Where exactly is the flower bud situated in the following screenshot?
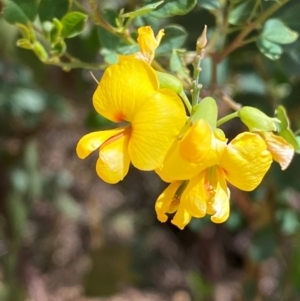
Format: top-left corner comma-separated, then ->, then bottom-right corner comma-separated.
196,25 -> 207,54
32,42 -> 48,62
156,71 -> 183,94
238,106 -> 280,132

....................

▸ **WHAT TO WORK ON**
Rewrite the entries above as a numbered list with one line per item, skipping any blank lines and omitting the pictures.

▸ **FULL ANSWER**
1. Where exactly is the flower bud situated in the following screenshot?
2. Format: top-left corner comma-separated, then ->, then bottom-right corner comma-separated.
3. 196,25 -> 207,54
4. 32,42 -> 48,62
5. 156,71 -> 183,94
6. 238,106 -> 280,132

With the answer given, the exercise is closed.